» INSTRUCTIONS FOR THE TASK
What is needed is an exact transcription of every record, minus the pictures.
━━━━━ LISTED ENTRIES
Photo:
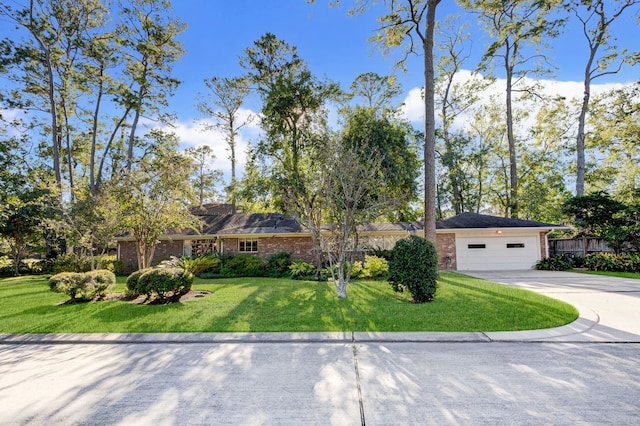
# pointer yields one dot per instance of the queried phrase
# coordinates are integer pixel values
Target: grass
(263, 304)
(633, 275)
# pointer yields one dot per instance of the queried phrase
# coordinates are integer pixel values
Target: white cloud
(198, 133)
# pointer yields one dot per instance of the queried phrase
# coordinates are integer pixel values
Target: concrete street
(583, 373)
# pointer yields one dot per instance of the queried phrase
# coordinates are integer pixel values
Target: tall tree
(91, 69)
(396, 143)
(204, 178)
(455, 98)
(154, 197)
(614, 134)
(294, 121)
(351, 178)
(406, 19)
(377, 91)
(513, 25)
(222, 103)
(604, 58)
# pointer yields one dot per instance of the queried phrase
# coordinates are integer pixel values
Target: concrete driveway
(609, 307)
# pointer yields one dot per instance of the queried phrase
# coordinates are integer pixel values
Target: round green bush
(414, 268)
(83, 286)
(243, 265)
(164, 284)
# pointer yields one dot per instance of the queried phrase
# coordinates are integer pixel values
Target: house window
(187, 248)
(248, 246)
(474, 246)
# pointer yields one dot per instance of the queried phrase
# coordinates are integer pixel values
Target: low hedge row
(83, 286)
(161, 285)
(594, 262)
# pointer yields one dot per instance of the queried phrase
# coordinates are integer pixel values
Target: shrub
(243, 265)
(7, 271)
(379, 252)
(71, 262)
(83, 286)
(414, 268)
(560, 262)
(278, 264)
(164, 284)
(358, 270)
(612, 262)
(302, 270)
(376, 267)
(133, 289)
(193, 265)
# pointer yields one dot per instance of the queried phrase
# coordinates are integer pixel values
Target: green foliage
(372, 267)
(560, 262)
(414, 268)
(73, 262)
(397, 143)
(83, 286)
(599, 215)
(194, 265)
(302, 270)
(243, 265)
(268, 305)
(612, 262)
(133, 288)
(164, 285)
(278, 264)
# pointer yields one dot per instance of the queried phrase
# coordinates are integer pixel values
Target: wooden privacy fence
(578, 246)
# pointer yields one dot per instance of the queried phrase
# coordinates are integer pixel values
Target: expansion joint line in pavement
(355, 366)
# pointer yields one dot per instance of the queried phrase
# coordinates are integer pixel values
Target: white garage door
(496, 253)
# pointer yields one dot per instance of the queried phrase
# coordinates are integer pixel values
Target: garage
(499, 252)
(478, 242)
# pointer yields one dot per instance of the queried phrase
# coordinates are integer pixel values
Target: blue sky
(335, 46)
(332, 43)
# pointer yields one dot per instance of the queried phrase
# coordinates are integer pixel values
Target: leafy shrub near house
(414, 268)
(133, 289)
(560, 262)
(612, 262)
(72, 262)
(83, 286)
(278, 265)
(302, 270)
(372, 267)
(243, 265)
(164, 285)
(194, 265)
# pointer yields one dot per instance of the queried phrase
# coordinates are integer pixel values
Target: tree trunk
(512, 207)
(429, 128)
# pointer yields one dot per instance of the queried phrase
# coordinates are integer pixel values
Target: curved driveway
(609, 306)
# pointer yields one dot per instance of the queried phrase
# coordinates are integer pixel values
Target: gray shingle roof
(474, 220)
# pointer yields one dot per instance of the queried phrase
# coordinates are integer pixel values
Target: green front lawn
(265, 304)
(633, 275)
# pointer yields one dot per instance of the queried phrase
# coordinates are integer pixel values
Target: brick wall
(164, 250)
(543, 245)
(299, 247)
(446, 248)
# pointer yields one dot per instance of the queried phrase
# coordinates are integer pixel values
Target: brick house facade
(227, 232)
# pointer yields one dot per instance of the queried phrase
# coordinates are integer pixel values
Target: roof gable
(469, 220)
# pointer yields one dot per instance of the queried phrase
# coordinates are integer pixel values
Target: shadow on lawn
(518, 298)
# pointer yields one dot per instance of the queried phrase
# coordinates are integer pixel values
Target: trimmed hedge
(243, 265)
(414, 268)
(83, 286)
(372, 267)
(164, 285)
(606, 262)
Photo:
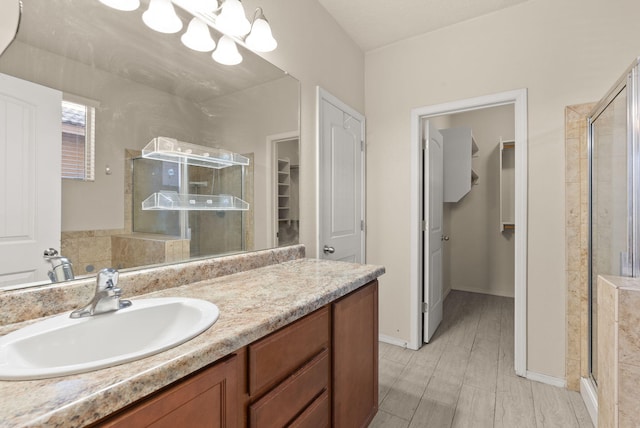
━━━━━━━━━━
» EXERCISE OUTPUT
Photo:
# pointer yields one dot per instance of the queried phrase
# coordinates are integer pixel values
Target: grass
(263, 304)
(633, 275)
# pointer yields one dot per instance of the queried phrase
# coordinates are integer pixel values
Target: white cloud
(198, 133)
# pointer yields one dot per instance of the queried phrase
# coordinates are integer pixel values
Target: concrete street
(583, 373)
# pointer yields one dot per instance of the queried phrase
# coordinates are integer pixel values
Target: tall tree
(91, 69)
(396, 143)
(204, 178)
(455, 98)
(154, 197)
(614, 134)
(294, 121)
(351, 178)
(406, 19)
(377, 91)
(513, 25)
(222, 103)
(604, 58)
# pointer yields one dot per instance of the queried phrase
# coordinates are integer pixel values
Target: concrete driveway
(609, 307)
# pointer yields one dot per instance of the queried phrase
# coordinates are integer pixel values
Target: round green bush
(414, 268)
(83, 286)
(243, 265)
(164, 284)
# pointer yields one dot per instance of the queried phrase
# coordinates are integer pixel values
Target: house window
(187, 248)
(248, 246)
(474, 246)
# pointer yields one dot per instance of the queried phrase
# coordinates are integer pixel values
Target: low hedge row
(83, 286)
(161, 285)
(594, 262)
# pointer yields one dot per instance of the queried phrase
# coordinates are integer pixel values
Target: shrub
(243, 265)
(7, 271)
(379, 252)
(71, 262)
(83, 286)
(414, 268)
(560, 262)
(278, 264)
(164, 284)
(358, 270)
(612, 262)
(302, 270)
(376, 267)
(133, 289)
(193, 265)
# pointer yields one dot per instance of the queried phrase
# coordinates are integer pixel values
Target: green foliage
(372, 267)
(560, 262)
(414, 268)
(73, 262)
(397, 143)
(83, 286)
(599, 215)
(194, 265)
(302, 270)
(243, 265)
(268, 305)
(612, 262)
(133, 288)
(164, 285)
(278, 264)
# pointer yields one dot per instance of the queried phrase
# coordinates are integer pixel values
Target: wooden privacy fence
(578, 246)
# pointer yields one dot per instance of the queried phrase
# coordinates are integer pixel values
Target: expansion joint line in pavement
(355, 366)
# pointer yields one dot per instance of the queried phrase
# coordinates are integer pixel values
Target: white garage door
(496, 253)
# pointer yields one dot per instance of the queried phrase
# coordinates are integer pixel values
Target: garage
(499, 252)
(478, 242)
# pointer yields one dot per instance of the queried phrase
# coordinates are integer pixel values
Target: blue sky
(335, 46)
(332, 43)
# pointer yields one dot per instance of the queried phrase
# coordinates are integer pixel values
Target: leafy shrub near house
(414, 268)
(133, 289)
(560, 262)
(612, 262)
(72, 262)
(83, 286)
(278, 265)
(302, 270)
(372, 267)
(243, 265)
(164, 285)
(194, 265)
# pointer yields one dot per instance of the queried phrase
# coordinates are integer pixel values
Target: tree trunk
(512, 207)
(429, 128)
# pointer yields one dot per instance of the queried phrase
# coordinates are integer pixel values
Target: curved driveway
(609, 306)
# pointer yields one dot per instance of the queried phrase
# coordinates are integer pixel values
Target: gray shingle roof
(474, 220)
# pointer yields one dot per instance of the queried phrase
# coordinates are integer pixel values
Target: green front lawn
(265, 304)
(633, 275)
# pointer yields one dot per instance of the queried phrase
# coordinates are integer pixel values
Target: brick wall
(164, 250)
(543, 245)
(299, 247)
(446, 248)
# pointer yields one dot per instance of the queried phrase
# coordinates are integer pixel values
Target: brick house facade
(227, 232)
# pointer yields one dot per instance of the queried phrase
# coordinates are integer pixel values
Target: roof gable
(469, 220)
# pointer yields one dot per instance of the queried phrase
# coordinates are integer pixel values
Target: shadow on lawn
(518, 298)
# pointer yields one dot per instance of the queried phrase
# coordinates are integer pixel values
Target: trimmed hedge
(243, 265)
(414, 268)
(83, 286)
(372, 267)
(164, 285)
(606, 262)
Photo:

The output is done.